─── Records supplied

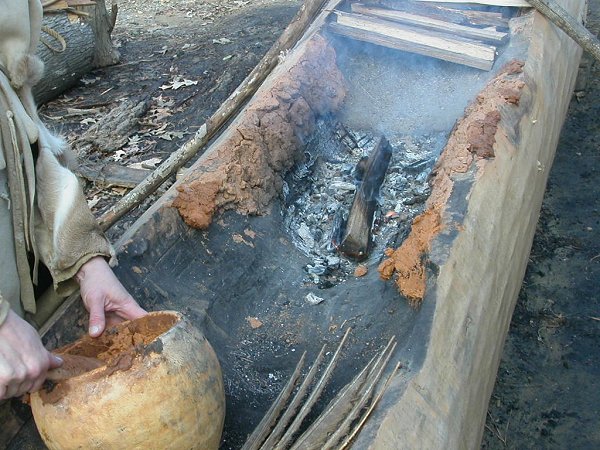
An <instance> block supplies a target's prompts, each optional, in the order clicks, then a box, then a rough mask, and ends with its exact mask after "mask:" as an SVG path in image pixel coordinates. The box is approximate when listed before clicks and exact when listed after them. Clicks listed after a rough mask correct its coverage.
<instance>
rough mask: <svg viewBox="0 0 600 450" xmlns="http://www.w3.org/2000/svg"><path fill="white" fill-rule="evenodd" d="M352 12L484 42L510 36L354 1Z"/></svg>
mask: <svg viewBox="0 0 600 450" xmlns="http://www.w3.org/2000/svg"><path fill="white" fill-rule="evenodd" d="M351 8H352V12H354V13H359V14H364V15H367V16H372V17H376V18H379V19H387V20H391V21H393V22H399V23H403V24H406V25H411V26H416V27H419V28H424V29H426V30H432V31H440V32H445V33H450V34H452V35H454V36H459V37H464V38H467V39H476V40H481V41H483V42H490V43H495V44H502V43H503V42H504V41H506V39H507V38H508V33H504V32H501V31H496V30H495V29H486V28H474V27H469V26H465V25H457V24H453V23H451V22H448V21H445V20H439V19H432V18H430V17H426V16H420V15H417V14H410V13H406V12H402V11H394V10H391V9H384V8H373V7H369V6H367V5H364V4H362V3H352V6H351Z"/></svg>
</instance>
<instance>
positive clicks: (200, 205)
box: [173, 35, 345, 229]
mask: <svg viewBox="0 0 600 450" xmlns="http://www.w3.org/2000/svg"><path fill="white" fill-rule="evenodd" d="M268 87H269V89H264V87H263V88H262V89H261V91H259V94H258V95H256V96H255V99H254V100H253V102H252V104H251V105H249V107H248V108H247V109H246V110H245V111H244V113H243V114H242V116H241V118H240V119H239V120H238V121H236V123H235V124H234V126H233V127H232V129H233V130H235V132H233V133H225V135H224V136H223V138H222V139H221V140H220V142H219V143H218V144H217V145H216V149H215V150H214V151H211V153H210V154H207V155H205V157H204V158H203V159H202V160H201V162H200V164H196V165H194V167H193V169H192V170H191V171H190V173H188V174H186V177H185V180H184V181H183V182H182V183H180V184H179V185H178V186H177V196H176V198H175V199H174V201H173V206H174V207H176V208H177V209H178V210H179V213H180V214H181V216H182V218H183V219H184V220H185V222H186V223H187V224H188V225H189V226H191V227H194V228H199V229H206V228H207V227H208V226H209V225H210V223H211V221H212V217H213V215H214V214H215V213H216V212H217V211H225V210H230V209H235V210H237V211H238V212H240V213H242V214H251V215H257V214H265V213H267V212H268V211H269V208H270V204H271V202H272V200H273V198H275V197H277V196H279V195H280V193H281V190H282V187H283V177H284V175H285V173H286V172H287V171H288V170H289V169H290V168H291V167H292V166H293V165H294V163H296V162H297V161H298V159H299V157H300V156H301V154H302V153H301V150H302V148H303V143H304V142H305V140H306V138H307V137H308V136H309V135H310V134H311V133H312V132H313V131H314V128H315V122H316V119H317V117H319V116H322V115H325V114H328V113H331V112H335V111H336V110H337V109H338V108H339V105H340V104H341V102H342V101H343V99H344V96H345V87H344V79H343V76H342V74H341V72H340V71H339V70H338V68H337V66H336V63H335V51H334V49H333V48H332V47H331V46H330V45H328V44H327V42H326V41H325V39H323V38H322V37H321V36H319V35H316V36H315V37H314V39H312V40H311V41H310V42H309V43H308V45H307V46H306V51H305V52H304V53H303V54H302V56H300V57H299V58H298V60H297V61H296V62H294V64H293V65H292V66H291V68H290V69H289V70H288V71H287V72H285V73H283V74H280V76H279V77H276V81H275V82H274V84H273V85H271V86H268Z"/></svg>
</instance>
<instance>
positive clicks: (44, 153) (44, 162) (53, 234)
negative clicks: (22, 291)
mask: <svg viewBox="0 0 600 450" xmlns="http://www.w3.org/2000/svg"><path fill="white" fill-rule="evenodd" d="M45 137H46V139H41V140H40V142H44V144H43V145H41V146H40V149H39V155H38V158H37V161H36V196H37V202H36V203H37V209H38V213H37V214H36V215H35V216H36V226H35V239H36V242H37V245H38V249H39V254H40V258H41V260H42V261H43V262H44V264H45V265H46V266H47V267H48V269H49V270H50V273H51V274H52V278H53V280H54V287H55V289H56V291H57V293H59V295H68V294H70V293H71V292H73V291H74V290H75V289H76V287H77V284H76V283H75V281H74V280H73V279H72V278H73V277H74V276H75V274H76V273H77V271H78V270H79V269H80V268H81V266H82V265H83V264H85V263H86V262H87V261H88V260H89V259H91V258H93V257H94V256H104V257H106V258H107V259H111V260H113V261H114V249H113V248H112V246H111V245H110V243H109V242H108V240H107V239H106V237H105V236H104V233H103V232H102V230H101V229H100V227H99V226H98V223H97V221H96V219H95V218H94V216H93V215H92V213H91V211H90V209H89V207H88V205H87V202H86V200H85V197H84V195H83V192H82V189H81V187H80V185H79V180H78V179H77V177H76V176H75V174H73V172H71V170H69V169H68V168H67V167H66V164H65V163H64V160H65V156H66V153H67V152H68V151H69V150H68V149H67V148H66V144H64V142H63V141H61V140H60V139H58V138H56V137H54V136H48V135H46V136H45Z"/></svg>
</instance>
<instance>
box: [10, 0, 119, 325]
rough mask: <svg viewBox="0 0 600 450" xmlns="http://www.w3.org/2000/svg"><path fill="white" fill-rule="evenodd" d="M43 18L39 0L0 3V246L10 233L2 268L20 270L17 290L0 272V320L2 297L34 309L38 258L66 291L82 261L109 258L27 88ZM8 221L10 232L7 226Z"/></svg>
mask: <svg viewBox="0 0 600 450" xmlns="http://www.w3.org/2000/svg"><path fill="white" fill-rule="evenodd" d="M41 21H42V5H41V3H40V0H0V184H2V183H3V184H2V186H0V196H1V194H2V192H3V189H4V191H6V188H5V187H6V185H8V193H9V199H4V200H2V199H0V202H2V201H4V202H5V203H4V204H0V214H3V215H4V217H3V218H2V219H0V233H2V236H0V245H2V248H3V249H6V248H7V247H6V246H5V242H6V239H7V237H6V235H7V233H11V231H12V233H11V236H10V237H11V238H12V239H13V242H14V244H13V249H14V254H13V255H12V256H11V257H8V262H7V257H6V256H5V255H6V254H10V252H3V253H4V255H3V258H2V259H0V268H2V267H5V268H6V267H8V266H11V267H10V269H7V270H8V271H10V270H12V271H13V273H14V271H15V270H16V271H17V272H18V285H17V287H18V289H17V293H16V294H15V288H14V286H12V285H11V284H13V285H14V283H15V280H14V279H13V280H12V283H11V280H8V281H7V280H6V279H5V278H7V276H5V275H4V274H3V276H0V283H1V284H0V324H1V323H2V319H3V318H4V317H5V316H6V301H8V302H9V303H11V304H15V303H16V304H18V302H19V300H20V303H21V304H22V306H23V308H24V310H25V311H27V312H31V313H34V312H35V300H34V298H33V289H32V279H31V277H30V274H33V282H35V281H36V277H37V265H38V261H41V262H43V263H44V264H45V265H46V266H47V267H48V269H49V270H50V273H51V275H52V278H53V280H54V287H55V289H56V290H57V292H58V293H59V294H61V295H68V294H69V293H70V292H72V291H73V290H74V289H75V288H76V284H75V282H74V281H73V276H74V275H75V274H76V273H77V271H78V270H79V268H80V267H81V266H82V265H83V264H84V263H85V262H86V261H88V260H89V259H90V258H92V257H94V256H97V255H102V256H106V257H111V258H112V257H113V255H114V253H113V249H112V247H111V246H110V244H109V243H108V241H107V240H106V238H105V237H104V235H103V233H102V231H101V230H100V228H99V227H98V224H97V222H96V221H95V219H94V217H93V215H92V213H91V212H90V210H89V208H88V206H87V203H86V200H85V197H84V195H83V193H82V191H81V188H80V186H79V183H78V180H77V177H76V176H75V175H74V174H73V173H72V172H71V171H70V170H69V168H68V167H67V162H68V161H71V160H73V158H72V157H70V153H69V149H68V148H67V145H66V144H65V143H64V141H62V140H61V139H59V138H57V137H56V136H53V135H52V134H51V133H50V132H49V131H48V129H47V128H46V127H45V126H44V124H43V123H42V122H41V120H40V118H39V116H38V114H37V110H36V107H35V103H34V100H33V95H32V93H31V87H32V86H33V85H34V84H35V83H36V82H37V81H38V80H39V78H40V77H41V75H42V72H43V64H42V62H41V61H40V60H39V59H38V58H37V57H36V56H35V49H36V47H37V44H38V41H39V33H40V28H41ZM7 200H8V201H7ZM7 211H8V214H10V219H11V220H10V221H7V220H6V214H7ZM7 223H9V225H10V226H12V230H8V231H7V227H9V226H8V225H7ZM31 257H32V259H33V261H34V265H33V267H32V268H31V269H33V270H30V267H29V262H28V258H31ZM11 260H12V261H11ZM5 273H8V272H5ZM15 295H16V297H17V298H16V299H15V298H14V297H15ZM2 298H4V300H2ZM15 309H17V310H18V308H15Z"/></svg>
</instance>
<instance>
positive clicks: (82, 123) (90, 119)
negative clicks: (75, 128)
mask: <svg viewBox="0 0 600 450" xmlns="http://www.w3.org/2000/svg"><path fill="white" fill-rule="evenodd" d="M96 122H97V120H96V119H94V118H93V117H86V118H85V119H83V120H82V121H81V122H79V123H80V124H81V125H94V124H95V123H96Z"/></svg>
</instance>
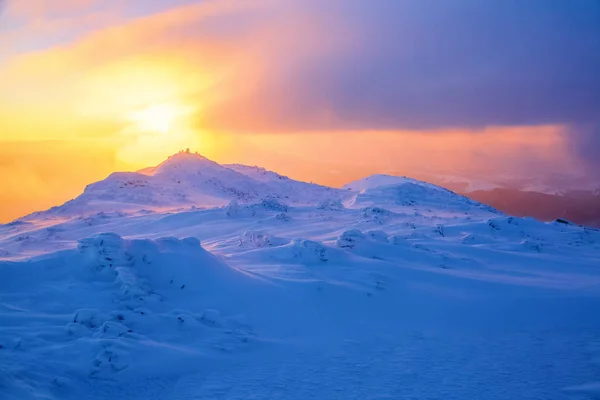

──────

-- Job item --
Please list every line of the data above that contains the word "positive".

-- Response --
positive clicks: (200, 205)
positive clicks: (44, 153) (44, 162) (53, 234)
positive clicks: (82, 123) (90, 119)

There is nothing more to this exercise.